_Work item:_
In the page text, when did the writer and Michele first talk on the phone?

_Page text:_
▼

We talked a lot about the act of suicide, about the anger it expresses, and the impact it leaves in the water of our lives. The ripples of Michele's suicide are still spreading into my life, and I am being carried by them to unknown destinations. In one sense her death in this manner exposes an entire part of her I knew nothing about; and I liked to think I knew her better than anyone else alive. Ever since we first talked on the phone in early 1996 I knew she was fighting ancient emotional demons. At times she would include me in her struggles, at other times not. By and large I think she had dealt with most of the issues of her young adult and adult lives. However, I know that there were issues stemming from her childhood that she never fully expressed or was able to confront. She always said that marriage is where you deal with the issues of your childhood. We both explored so much of our inner emotional landscape in our ten years together, it is hard to believe there were unexplored canyons left.

▲

Stored data entries:
▼

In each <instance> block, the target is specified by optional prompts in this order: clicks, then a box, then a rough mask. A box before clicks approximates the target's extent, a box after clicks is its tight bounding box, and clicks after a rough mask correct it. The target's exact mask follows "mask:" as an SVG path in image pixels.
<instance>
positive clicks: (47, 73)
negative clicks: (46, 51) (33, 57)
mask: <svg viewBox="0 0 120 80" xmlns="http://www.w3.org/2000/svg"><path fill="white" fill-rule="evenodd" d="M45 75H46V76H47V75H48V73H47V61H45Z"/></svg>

▲

_Exercise solution:_
In early 1996.